[Image-grounded pointing data]
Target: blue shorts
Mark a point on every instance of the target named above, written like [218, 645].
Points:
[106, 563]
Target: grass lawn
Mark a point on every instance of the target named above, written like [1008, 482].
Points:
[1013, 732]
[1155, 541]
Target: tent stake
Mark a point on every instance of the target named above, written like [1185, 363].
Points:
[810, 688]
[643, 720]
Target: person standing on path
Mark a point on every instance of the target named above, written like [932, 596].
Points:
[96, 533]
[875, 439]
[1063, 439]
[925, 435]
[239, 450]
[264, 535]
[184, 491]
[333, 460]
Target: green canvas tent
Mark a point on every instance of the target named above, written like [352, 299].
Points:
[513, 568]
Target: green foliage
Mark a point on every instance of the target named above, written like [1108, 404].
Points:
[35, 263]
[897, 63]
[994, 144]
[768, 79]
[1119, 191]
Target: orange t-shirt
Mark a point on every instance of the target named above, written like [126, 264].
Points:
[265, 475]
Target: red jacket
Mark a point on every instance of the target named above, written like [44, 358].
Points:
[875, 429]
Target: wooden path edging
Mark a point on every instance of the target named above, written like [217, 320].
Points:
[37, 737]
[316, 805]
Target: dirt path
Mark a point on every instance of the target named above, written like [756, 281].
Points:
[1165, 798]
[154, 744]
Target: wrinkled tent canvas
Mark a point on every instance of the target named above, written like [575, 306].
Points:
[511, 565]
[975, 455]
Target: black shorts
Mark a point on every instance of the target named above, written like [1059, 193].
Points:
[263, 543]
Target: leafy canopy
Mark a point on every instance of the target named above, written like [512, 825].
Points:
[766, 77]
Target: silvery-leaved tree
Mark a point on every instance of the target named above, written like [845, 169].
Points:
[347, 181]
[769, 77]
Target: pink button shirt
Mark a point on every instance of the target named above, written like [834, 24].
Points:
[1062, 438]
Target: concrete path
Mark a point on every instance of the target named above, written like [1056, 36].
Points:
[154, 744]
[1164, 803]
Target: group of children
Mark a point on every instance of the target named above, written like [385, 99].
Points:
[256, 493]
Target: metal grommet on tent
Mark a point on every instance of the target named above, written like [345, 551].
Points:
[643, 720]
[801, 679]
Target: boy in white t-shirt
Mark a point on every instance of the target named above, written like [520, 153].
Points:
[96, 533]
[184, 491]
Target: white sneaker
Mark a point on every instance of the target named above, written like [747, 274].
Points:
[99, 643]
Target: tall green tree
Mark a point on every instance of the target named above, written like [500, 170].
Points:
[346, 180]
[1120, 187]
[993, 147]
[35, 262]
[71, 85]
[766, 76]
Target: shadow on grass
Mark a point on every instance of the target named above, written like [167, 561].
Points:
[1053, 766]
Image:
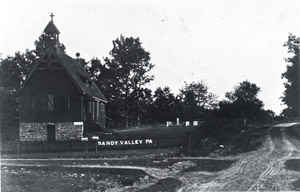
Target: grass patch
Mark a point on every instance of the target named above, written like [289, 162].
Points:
[166, 185]
[293, 164]
[55, 178]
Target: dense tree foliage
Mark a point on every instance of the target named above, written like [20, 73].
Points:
[196, 100]
[291, 94]
[123, 76]
[243, 103]
[165, 105]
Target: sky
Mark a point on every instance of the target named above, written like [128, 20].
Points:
[220, 42]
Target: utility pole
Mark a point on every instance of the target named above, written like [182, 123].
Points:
[298, 107]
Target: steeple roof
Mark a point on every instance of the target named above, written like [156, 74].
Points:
[51, 28]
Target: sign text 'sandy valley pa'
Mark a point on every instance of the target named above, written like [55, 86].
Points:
[126, 142]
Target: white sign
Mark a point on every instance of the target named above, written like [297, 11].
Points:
[126, 142]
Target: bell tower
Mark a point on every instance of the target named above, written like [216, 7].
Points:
[52, 35]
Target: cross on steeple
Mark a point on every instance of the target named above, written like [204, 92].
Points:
[51, 16]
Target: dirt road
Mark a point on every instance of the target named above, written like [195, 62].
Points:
[261, 170]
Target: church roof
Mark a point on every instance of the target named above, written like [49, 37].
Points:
[80, 77]
[51, 28]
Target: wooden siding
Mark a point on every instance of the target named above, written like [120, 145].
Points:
[41, 83]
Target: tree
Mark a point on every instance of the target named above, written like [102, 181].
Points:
[164, 105]
[242, 102]
[124, 75]
[196, 100]
[14, 69]
[291, 75]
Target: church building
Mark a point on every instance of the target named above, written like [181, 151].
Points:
[58, 101]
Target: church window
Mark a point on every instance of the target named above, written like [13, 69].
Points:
[50, 102]
[68, 102]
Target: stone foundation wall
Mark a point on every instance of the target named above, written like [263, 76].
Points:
[64, 131]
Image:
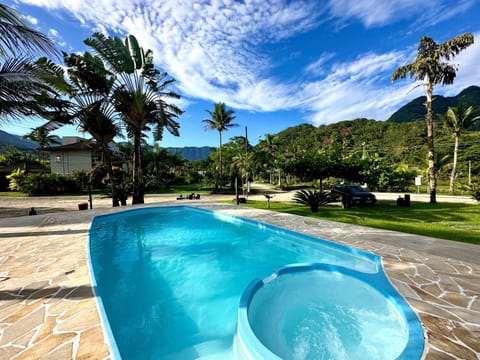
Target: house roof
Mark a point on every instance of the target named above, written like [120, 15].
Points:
[82, 145]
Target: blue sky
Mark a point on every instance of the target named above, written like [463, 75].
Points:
[276, 63]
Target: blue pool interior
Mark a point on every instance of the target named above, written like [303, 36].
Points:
[170, 279]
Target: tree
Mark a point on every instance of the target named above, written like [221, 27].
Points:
[20, 86]
[458, 119]
[42, 137]
[221, 120]
[138, 95]
[432, 66]
[312, 198]
[89, 86]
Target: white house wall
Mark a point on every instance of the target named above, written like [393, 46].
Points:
[68, 162]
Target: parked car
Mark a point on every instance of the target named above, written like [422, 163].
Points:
[353, 195]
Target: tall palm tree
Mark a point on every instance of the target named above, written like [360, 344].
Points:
[138, 95]
[88, 85]
[221, 120]
[432, 66]
[20, 86]
[458, 119]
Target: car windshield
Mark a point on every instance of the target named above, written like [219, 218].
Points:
[356, 188]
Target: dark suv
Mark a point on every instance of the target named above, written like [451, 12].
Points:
[353, 195]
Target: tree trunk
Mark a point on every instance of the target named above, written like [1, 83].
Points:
[432, 174]
[108, 163]
[220, 152]
[138, 183]
[454, 167]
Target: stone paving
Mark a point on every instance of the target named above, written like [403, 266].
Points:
[48, 308]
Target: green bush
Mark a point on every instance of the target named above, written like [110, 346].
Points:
[43, 184]
[475, 190]
[312, 198]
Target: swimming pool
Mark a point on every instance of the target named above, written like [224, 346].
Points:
[170, 278]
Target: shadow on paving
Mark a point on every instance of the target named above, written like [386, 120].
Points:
[68, 293]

* EXERCISE DIRECTIONS *
Only one stretch of the entries above is wanted: the lines from the one containing "like [360, 344]." through the one containing "Target: green bush". Please reproduce it exactly.

* ANSWER SPACE *
Mark a point on every instance of the target named above, written like [360, 344].
Points:
[138, 95]
[88, 85]
[221, 120]
[432, 66]
[20, 86]
[458, 119]
Target: car windshield
Mark a point on every instance of the target named above, written like [219, 218].
Points:
[356, 188]
Target: dark suv
Mark a point on every instance of the target named above, written like [451, 12].
Points:
[353, 195]
Target: tree trunk
Mark a point on every instance of the target named above, written like [1, 83].
Points:
[432, 174]
[108, 163]
[220, 152]
[138, 183]
[454, 167]
Target: stone paving
Mark a point on every instance of the target named above, written like [403, 266].
Points:
[48, 308]
Target: green bush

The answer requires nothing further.